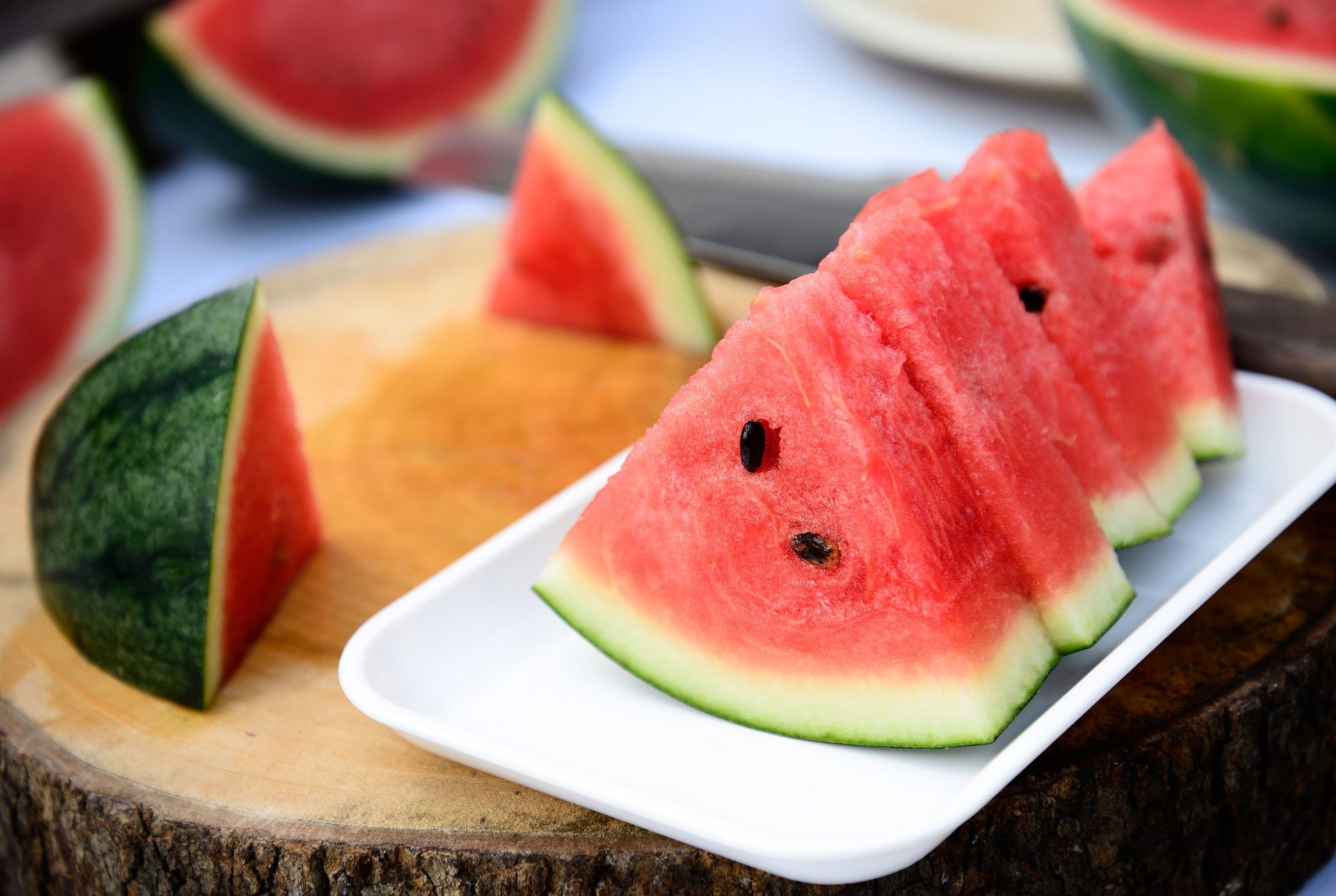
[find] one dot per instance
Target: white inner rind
(356, 152)
(1152, 38)
(255, 319)
(890, 707)
(658, 254)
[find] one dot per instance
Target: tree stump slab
(1211, 768)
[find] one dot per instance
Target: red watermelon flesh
(894, 267)
(66, 232)
(1013, 191)
(1125, 512)
(1147, 218)
(273, 524)
(1289, 26)
(685, 570)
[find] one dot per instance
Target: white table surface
(747, 81)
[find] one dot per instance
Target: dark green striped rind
(125, 492)
(1266, 143)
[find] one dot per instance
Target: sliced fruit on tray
(1120, 501)
(1248, 86)
(171, 505)
(342, 90)
(1147, 216)
(1013, 193)
(797, 547)
(894, 267)
(589, 246)
(68, 232)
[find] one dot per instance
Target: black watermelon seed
(1033, 298)
(816, 549)
(752, 445)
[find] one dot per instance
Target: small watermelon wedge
(309, 91)
(70, 226)
(1120, 501)
(1147, 216)
(1013, 191)
(797, 547)
(896, 269)
(171, 505)
(589, 246)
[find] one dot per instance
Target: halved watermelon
(1248, 86)
(894, 267)
(351, 90)
(797, 547)
(589, 246)
(1147, 216)
(171, 505)
(1013, 191)
(68, 232)
(1120, 501)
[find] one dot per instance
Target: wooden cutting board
(1211, 768)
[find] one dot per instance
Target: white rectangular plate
(472, 665)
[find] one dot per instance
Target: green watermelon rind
(125, 496)
(191, 102)
(659, 251)
(1260, 125)
(797, 705)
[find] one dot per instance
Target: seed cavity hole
(816, 550)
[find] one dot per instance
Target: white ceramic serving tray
(472, 665)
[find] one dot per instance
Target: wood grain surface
(1211, 768)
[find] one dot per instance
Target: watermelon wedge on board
(1120, 501)
(894, 267)
(171, 505)
(1147, 216)
(795, 547)
(589, 246)
(1013, 191)
(68, 232)
(309, 91)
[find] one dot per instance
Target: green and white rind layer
(1129, 520)
(1175, 482)
(878, 708)
(87, 106)
(658, 253)
(1212, 431)
(1090, 608)
(1259, 123)
(333, 151)
(125, 497)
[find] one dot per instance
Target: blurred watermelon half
(68, 232)
(1248, 86)
(309, 91)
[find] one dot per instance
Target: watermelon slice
(797, 547)
(591, 248)
(1016, 195)
(171, 505)
(894, 267)
(68, 232)
(344, 90)
(1147, 216)
(1248, 86)
(1120, 501)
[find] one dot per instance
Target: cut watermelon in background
(171, 506)
(1120, 501)
(894, 267)
(1013, 193)
(299, 87)
(70, 226)
(1147, 216)
(589, 246)
(843, 586)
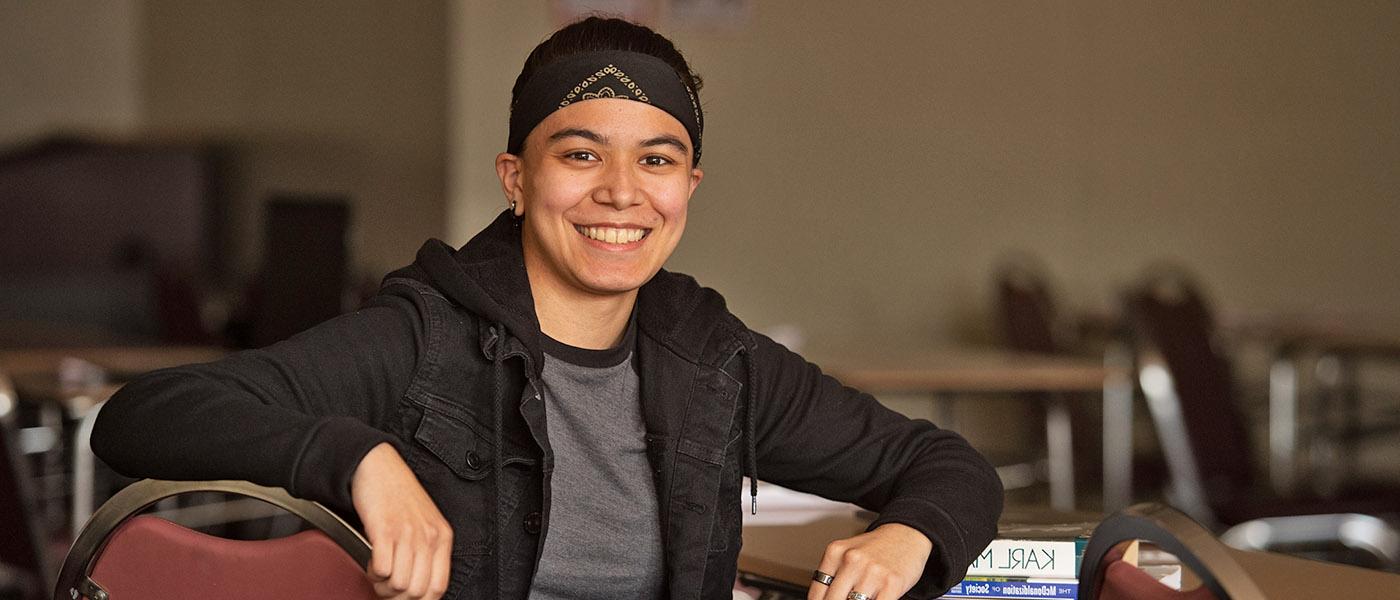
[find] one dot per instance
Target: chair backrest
(1103, 575)
(1171, 319)
(1026, 308)
(122, 555)
(21, 548)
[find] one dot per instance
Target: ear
(508, 171)
(696, 175)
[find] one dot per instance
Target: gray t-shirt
(604, 537)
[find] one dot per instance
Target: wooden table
(962, 371)
(35, 374)
(121, 361)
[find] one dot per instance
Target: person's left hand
(879, 564)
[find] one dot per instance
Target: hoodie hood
(487, 277)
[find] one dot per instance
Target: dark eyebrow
(574, 132)
(667, 140)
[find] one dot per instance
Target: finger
(441, 568)
(403, 558)
(843, 585)
(829, 564)
(381, 561)
(422, 569)
(384, 590)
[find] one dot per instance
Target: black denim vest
(497, 498)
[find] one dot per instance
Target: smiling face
(604, 188)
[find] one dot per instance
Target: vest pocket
(452, 463)
(457, 445)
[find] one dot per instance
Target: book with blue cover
(1015, 589)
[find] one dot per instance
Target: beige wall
(315, 97)
(69, 66)
(868, 162)
(311, 97)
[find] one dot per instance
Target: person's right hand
(412, 540)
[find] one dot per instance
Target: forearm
(298, 414)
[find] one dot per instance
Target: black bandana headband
(604, 74)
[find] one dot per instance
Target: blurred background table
(948, 372)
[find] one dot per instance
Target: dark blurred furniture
(303, 280)
(1224, 572)
(105, 242)
(1029, 323)
(23, 569)
(1190, 392)
(122, 555)
(951, 372)
(1332, 354)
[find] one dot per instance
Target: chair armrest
(1175, 533)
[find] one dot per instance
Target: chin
(616, 283)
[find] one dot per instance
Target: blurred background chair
(1108, 574)
(1032, 320)
(126, 555)
(23, 567)
(1190, 392)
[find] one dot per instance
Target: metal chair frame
(1176, 533)
(74, 578)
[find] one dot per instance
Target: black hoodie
(445, 362)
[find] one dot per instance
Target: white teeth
(612, 234)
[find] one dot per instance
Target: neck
(584, 320)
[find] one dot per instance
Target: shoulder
(686, 316)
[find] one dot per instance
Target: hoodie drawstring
(499, 439)
(751, 445)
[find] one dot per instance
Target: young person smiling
(546, 411)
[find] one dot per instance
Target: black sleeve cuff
(949, 557)
(329, 459)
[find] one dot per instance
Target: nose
(619, 186)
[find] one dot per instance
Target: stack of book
(1035, 555)
(1038, 555)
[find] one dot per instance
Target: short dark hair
(601, 34)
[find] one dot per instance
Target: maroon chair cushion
(151, 558)
(1126, 582)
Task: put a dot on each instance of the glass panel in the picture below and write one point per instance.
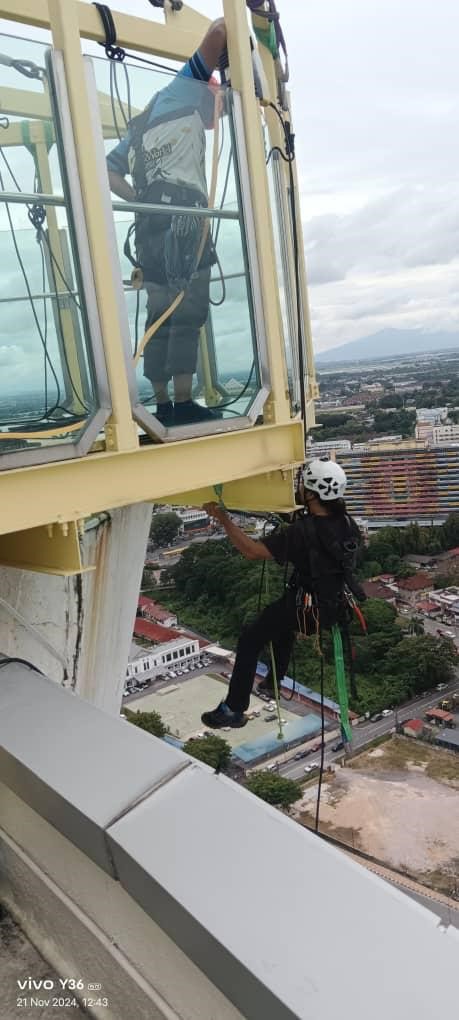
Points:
(174, 160)
(47, 389)
(282, 222)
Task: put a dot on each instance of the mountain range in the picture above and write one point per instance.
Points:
(388, 343)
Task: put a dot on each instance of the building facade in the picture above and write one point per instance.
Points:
(184, 651)
(403, 483)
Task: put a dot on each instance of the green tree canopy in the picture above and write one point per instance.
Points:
(274, 788)
(423, 661)
(151, 721)
(211, 749)
(164, 527)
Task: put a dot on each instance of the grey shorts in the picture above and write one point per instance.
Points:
(173, 349)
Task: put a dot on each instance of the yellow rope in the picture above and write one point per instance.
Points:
(45, 432)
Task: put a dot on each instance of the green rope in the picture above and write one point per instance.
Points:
(341, 684)
(218, 490)
(266, 36)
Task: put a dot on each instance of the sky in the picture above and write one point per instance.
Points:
(375, 101)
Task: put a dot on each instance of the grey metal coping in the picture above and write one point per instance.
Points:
(77, 766)
(318, 938)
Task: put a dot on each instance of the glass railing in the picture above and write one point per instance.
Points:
(51, 394)
(183, 247)
(282, 223)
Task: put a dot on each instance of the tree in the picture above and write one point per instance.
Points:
(164, 527)
(274, 788)
(211, 749)
(422, 661)
(151, 721)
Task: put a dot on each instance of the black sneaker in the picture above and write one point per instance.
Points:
(223, 716)
(164, 413)
(189, 413)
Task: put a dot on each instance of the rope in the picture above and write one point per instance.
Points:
(112, 51)
(213, 186)
(341, 684)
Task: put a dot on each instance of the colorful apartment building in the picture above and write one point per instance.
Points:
(403, 483)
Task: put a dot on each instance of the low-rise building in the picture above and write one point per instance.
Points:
(153, 611)
(413, 727)
(414, 589)
(146, 664)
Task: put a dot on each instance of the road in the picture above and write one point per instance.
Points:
(363, 733)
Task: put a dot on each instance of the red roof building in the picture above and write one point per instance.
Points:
(413, 726)
(375, 590)
(153, 611)
(439, 715)
(159, 634)
(417, 582)
(428, 607)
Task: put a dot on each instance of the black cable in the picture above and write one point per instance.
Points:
(136, 343)
(29, 292)
(7, 660)
(290, 150)
(322, 742)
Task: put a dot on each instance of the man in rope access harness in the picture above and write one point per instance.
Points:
(321, 544)
(164, 152)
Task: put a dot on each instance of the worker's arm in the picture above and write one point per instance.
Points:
(119, 186)
(250, 550)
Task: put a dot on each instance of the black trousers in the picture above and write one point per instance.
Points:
(277, 623)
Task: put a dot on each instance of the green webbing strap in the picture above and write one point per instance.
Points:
(341, 684)
(218, 490)
(265, 35)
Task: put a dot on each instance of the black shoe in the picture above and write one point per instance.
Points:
(164, 413)
(188, 413)
(222, 716)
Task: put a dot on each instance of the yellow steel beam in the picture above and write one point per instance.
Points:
(273, 492)
(71, 490)
(65, 318)
(52, 549)
(176, 40)
(277, 407)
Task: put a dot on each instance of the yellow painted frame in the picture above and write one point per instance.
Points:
(255, 465)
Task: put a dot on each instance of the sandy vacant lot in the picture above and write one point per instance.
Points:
(400, 803)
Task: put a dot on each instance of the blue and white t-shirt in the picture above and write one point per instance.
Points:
(173, 146)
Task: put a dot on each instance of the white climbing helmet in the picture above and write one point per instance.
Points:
(325, 477)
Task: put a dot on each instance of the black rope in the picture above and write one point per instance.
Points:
(8, 660)
(112, 50)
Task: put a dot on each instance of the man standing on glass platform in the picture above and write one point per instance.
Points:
(164, 152)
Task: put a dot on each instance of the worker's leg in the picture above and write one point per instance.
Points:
(155, 353)
(282, 650)
(273, 624)
(183, 349)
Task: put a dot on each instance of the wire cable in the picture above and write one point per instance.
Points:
(322, 744)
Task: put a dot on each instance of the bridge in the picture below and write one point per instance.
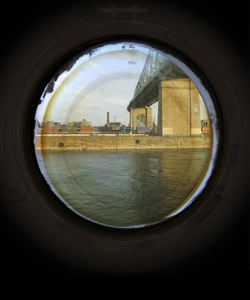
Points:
(178, 98)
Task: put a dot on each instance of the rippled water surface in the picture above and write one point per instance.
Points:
(124, 188)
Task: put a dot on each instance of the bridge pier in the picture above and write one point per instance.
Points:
(136, 116)
(178, 108)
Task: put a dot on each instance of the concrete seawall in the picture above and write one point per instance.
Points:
(78, 142)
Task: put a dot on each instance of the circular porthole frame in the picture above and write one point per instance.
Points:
(44, 219)
(172, 55)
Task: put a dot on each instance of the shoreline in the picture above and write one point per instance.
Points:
(62, 143)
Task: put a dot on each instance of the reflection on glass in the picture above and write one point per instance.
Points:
(123, 136)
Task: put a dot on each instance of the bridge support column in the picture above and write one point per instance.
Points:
(178, 108)
(146, 112)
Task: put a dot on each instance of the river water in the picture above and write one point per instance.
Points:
(124, 188)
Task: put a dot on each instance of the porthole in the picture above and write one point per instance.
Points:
(126, 135)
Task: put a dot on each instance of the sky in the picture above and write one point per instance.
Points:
(97, 84)
(104, 82)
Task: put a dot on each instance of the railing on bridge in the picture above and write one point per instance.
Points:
(157, 67)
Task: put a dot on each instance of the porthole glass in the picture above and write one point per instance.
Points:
(125, 135)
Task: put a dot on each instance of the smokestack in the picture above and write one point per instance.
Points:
(108, 118)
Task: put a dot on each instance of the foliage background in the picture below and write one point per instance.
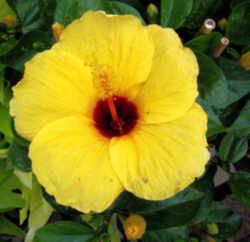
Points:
(214, 207)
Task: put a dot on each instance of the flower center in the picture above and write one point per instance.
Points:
(115, 116)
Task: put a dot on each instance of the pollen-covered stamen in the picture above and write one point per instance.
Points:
(114, 114)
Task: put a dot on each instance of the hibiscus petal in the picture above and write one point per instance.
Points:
(71, 160)
(171, 87)
(156, 161)
(55, 85)
(118, 47)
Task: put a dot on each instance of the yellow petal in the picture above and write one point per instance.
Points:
(55, 85)
(117, 47)
(171, 88)
(71, 160)
(245, 60)
(156, 161)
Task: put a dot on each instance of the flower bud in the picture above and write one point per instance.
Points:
(212, 228)
(57, 30)
(245, 60)
(9, 20)
(152, 12)
(134, 227)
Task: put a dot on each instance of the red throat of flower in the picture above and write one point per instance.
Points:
(115, 116)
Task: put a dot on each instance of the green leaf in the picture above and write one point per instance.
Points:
(5, 123)
(214, 124)
(234, 3)
(119, 8)
(7, 46)
(232, 148)
(166, 235)
(241, 125)
(240, 183)
(28, 13)
(25, 50)
(92, 5)
(7, 227)
(66, 11)
(227, 221)
(64, 231)
(18, 155)
(172, 212)
(175, 12)
(237, 77)
(8, 199)
(206, 186)
(212, 82)
(237, 29)
(206, 43)
(200, 11)
(40, 210)
(58, 207)
(5, 10)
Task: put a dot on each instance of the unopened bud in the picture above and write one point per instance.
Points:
(134, 227)
(212, 228)
(222, 24)
(9, 20)
(57, 30)
(245, 61)
(152, 12)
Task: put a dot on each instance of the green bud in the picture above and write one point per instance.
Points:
(212, 228)
(152, 13)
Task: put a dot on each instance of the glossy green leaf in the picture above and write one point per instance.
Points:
(7, 227)
(166, 235)
(25, 50)
(241, 125)
(64, 231)
(240, 183)
(214, 124)
(227, 221)
(9, 199)
(18, 155)
(66, 11)
(119, 8)
(40, 210)
(5, 123)
(175, 12)
(212, 82)
(237, 77)
(28, 13)
(237, 29)
(172, 212)
(206, 43)
(200, 11)
(233, 148)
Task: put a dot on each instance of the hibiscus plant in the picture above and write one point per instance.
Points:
(124, 120)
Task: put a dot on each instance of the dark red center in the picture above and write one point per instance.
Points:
(105, 123)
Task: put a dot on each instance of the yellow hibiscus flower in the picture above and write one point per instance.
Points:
(111, 107)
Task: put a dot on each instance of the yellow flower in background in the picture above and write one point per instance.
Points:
(111, 107)
(134, 227)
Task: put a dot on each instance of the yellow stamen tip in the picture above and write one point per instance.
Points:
(57, 30)
(134, 227)
(9, 20)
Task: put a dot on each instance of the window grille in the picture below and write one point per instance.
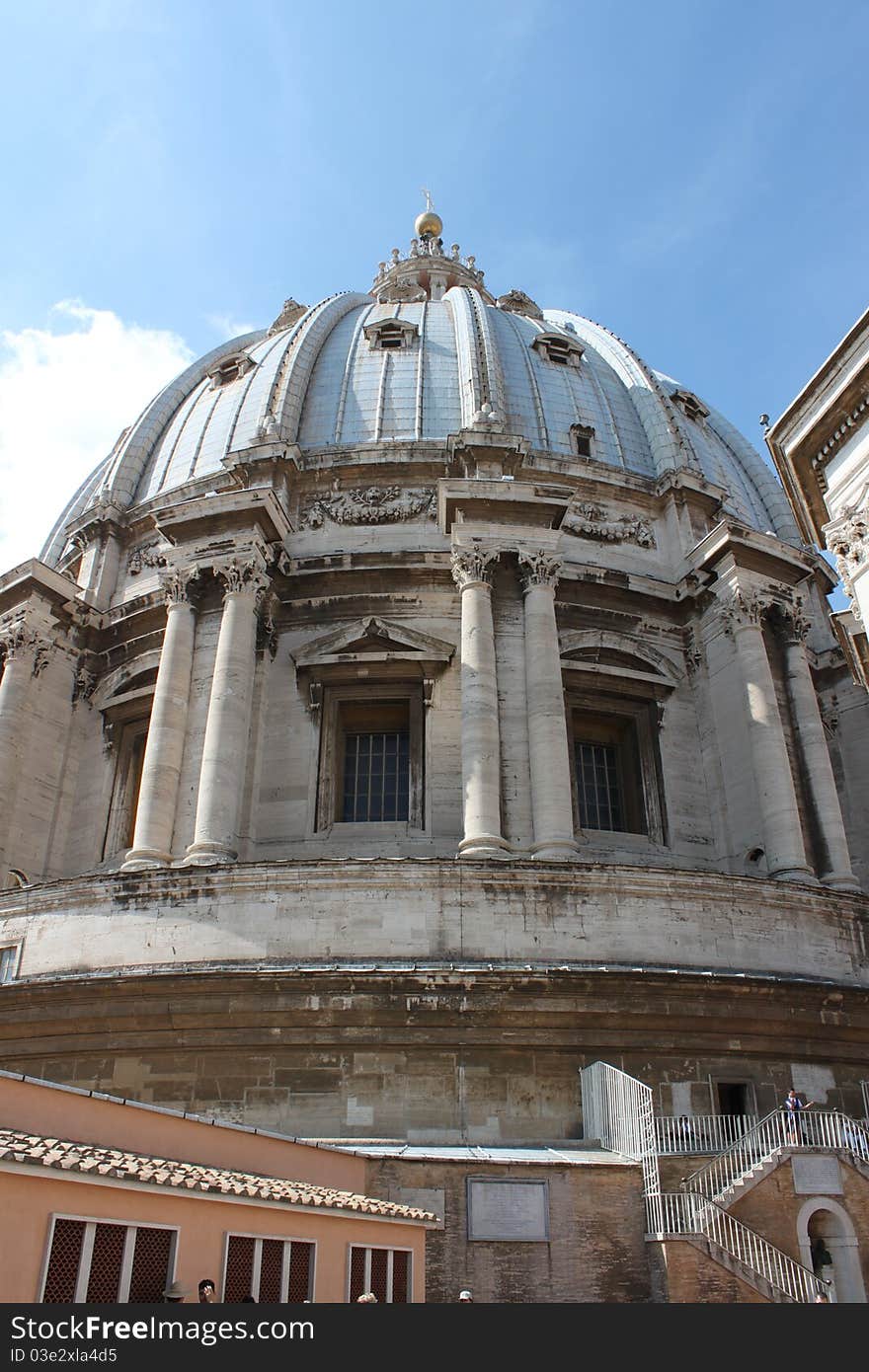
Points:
○ ○ ○ ○ ○ ○ ○
Your task
Put everything from the start of the rows down to the line that contains "(1266, 143)" into a Markdown table with the columns No. and Line, one row per line, numbered in order. Leave out blank lines and pictures.

Solution to the problem
| No. | Line |
|---|---|
| 1 | [find] one dot per instance |
| 2 | Target: white inner rind |
| 3 | (356, 152) |
| 4 | (1152, 38) |
| 5 | (255, 319) |
| 6 | (890, 707) |
| 7 | (658, 254) |
| 8 | [find] one dot per instance |
| 9 | Target: tree stump slab |
| 10 | (1211, 768) |
| 11 | [find] one dot per instance |
| 12 | Target: red watermelon flesh |
| 13 | (894, 267) |
| 14 | (66, 232) |
| 15 | (1013, 191) |
| 16 | (1125, 512) |
| 17 | (1147, 218) |
| 18 | (273, 524) |
| 19 | (1289, 26) |
| 20 | (685, 570) |
| 21 | [find] one dot per instance |
| 22 | Target: white table surface |
| 23 | (747, 81) |
| 24 | [find] one dot per instance |
| 25 | Target: dark green striped rind |
| 26 | (125, 492) |
| 27 | (1266, 143) |